__Objetivo 1__:
Atualize a passagem do texto sobre racismo e espiritismo que começa nas palavras "O anacronismo é" e termina após "vivem essas sociedades.", reescrevendo-a com "anacronismo" substituído por "presentismo".
__Objetivo 2__:
No texto sobre racismo e espiritismo, qual movimento nos EUA é citado como impulsionador do debate internacional sobre o racismo?
__Objetivo 3__:
Como fica em inglês esta frase do texto sobre racismo e espiritismo: "Aplicar conhecimentos e valores atuais a essas sociedades distorce nossa compreensão."?

No Brasil, o debate e a conscientização sobre o racismo aumentaram nos últimos anos, ganhando destaque em áreas como ativismo, academia e mídia. Movimentos sociais, coletivos, figuras públicas e independentes têm feito campanhas contra a discriminação racial.

O debate internacional sobre o racismo intensificou-se, impulsionado por movimentos como o Black Lives Matter (Vidas negras importam) nos EUA, que combatem a brutalidade policial e a desigualdade racial. Países estão formando suas forças policiais para lidar com o uso excessivo de força. Empresas e organizações também estão sendo convidadas a examinar suas práticas internas para promover a igualdade. 

E no espiritismo? Afinal, como os espíritas devem se posicionar com relação às acusações de que Kardec era racista?

O anacronismo é um conceito histórico importante que devemos considerar ao analisar as sociedades do passado. Aplicar conhecimentos e valores atuais a essas sociedades distorce nossa compreensão. Cada sociedade tem sua própria dinâmica e evolui com base em diferentes fatores. Antes de tirar conclusões ou fazer julgamentos, é necessário ter um conhecimento mais aprofundado da cultura e do ambiente em que vivem essas sociedades.

O racismo é o ódio e o desprezo dirigidos a alguém ou a um grupo étnico considerado inferior. É também uma ideologia da classe dominante, capitalista e predominantemente branca, que pode ser expressa por meio de linguagem ofensiva, insultos, agressões físicas, exclusão social, segregação, etc. O racismo não é apenas ódio pessoal, mas um sistema complexo de opressão e desigualdade que afeta muitos aspectos da vida. As manifestações de racismo podem ocorrer por meio de atitudes abertamente racistas, ou mais sutilmente, por meio de estereótipos, viés inconsciente e discriminação velada.

Portanto, seria injusto e desonesto dizer que Allan Kardec odeia certas pessoas ou grupos. Seria perder de vista a essência de seu ensinamento, pois seu trabalho está intrinsecamente ligado à prática do amor e da caridade, transcendendo qualquer forma de preconceito ou discriminação.

Como historiador, o que você pode nos esclarecer sobre os trechos considerados racistas nas obras de Kardec?

__Extrato da listagem__:

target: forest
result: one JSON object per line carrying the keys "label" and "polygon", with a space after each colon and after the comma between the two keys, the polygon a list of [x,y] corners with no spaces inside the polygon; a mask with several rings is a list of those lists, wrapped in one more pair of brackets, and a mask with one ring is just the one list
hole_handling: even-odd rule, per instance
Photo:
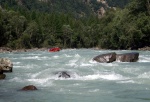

__Resposta completa 1__:
O presentismo é um conceito histórico importante que devemos considerar ao analisar as sociedades do passado. Aplicar conhecimentos e valores atuais a essas sociedades distorce nossa compreensão. Cada sociedade tem sua própria dinâmica e evolui com base em diferentes fatores. Antes de tirar conclusões ou fazer julgamentos, é necessário ter um conhecimento mais aprofundado da cultura e do ambiente em que vivem essas sociedades.

__Resposta completa 2__:
O Black Lives Matter (Vidas negras importam).

__Resposta completa 3__:
Applying current knowledge and values to these societies distorts our understanding.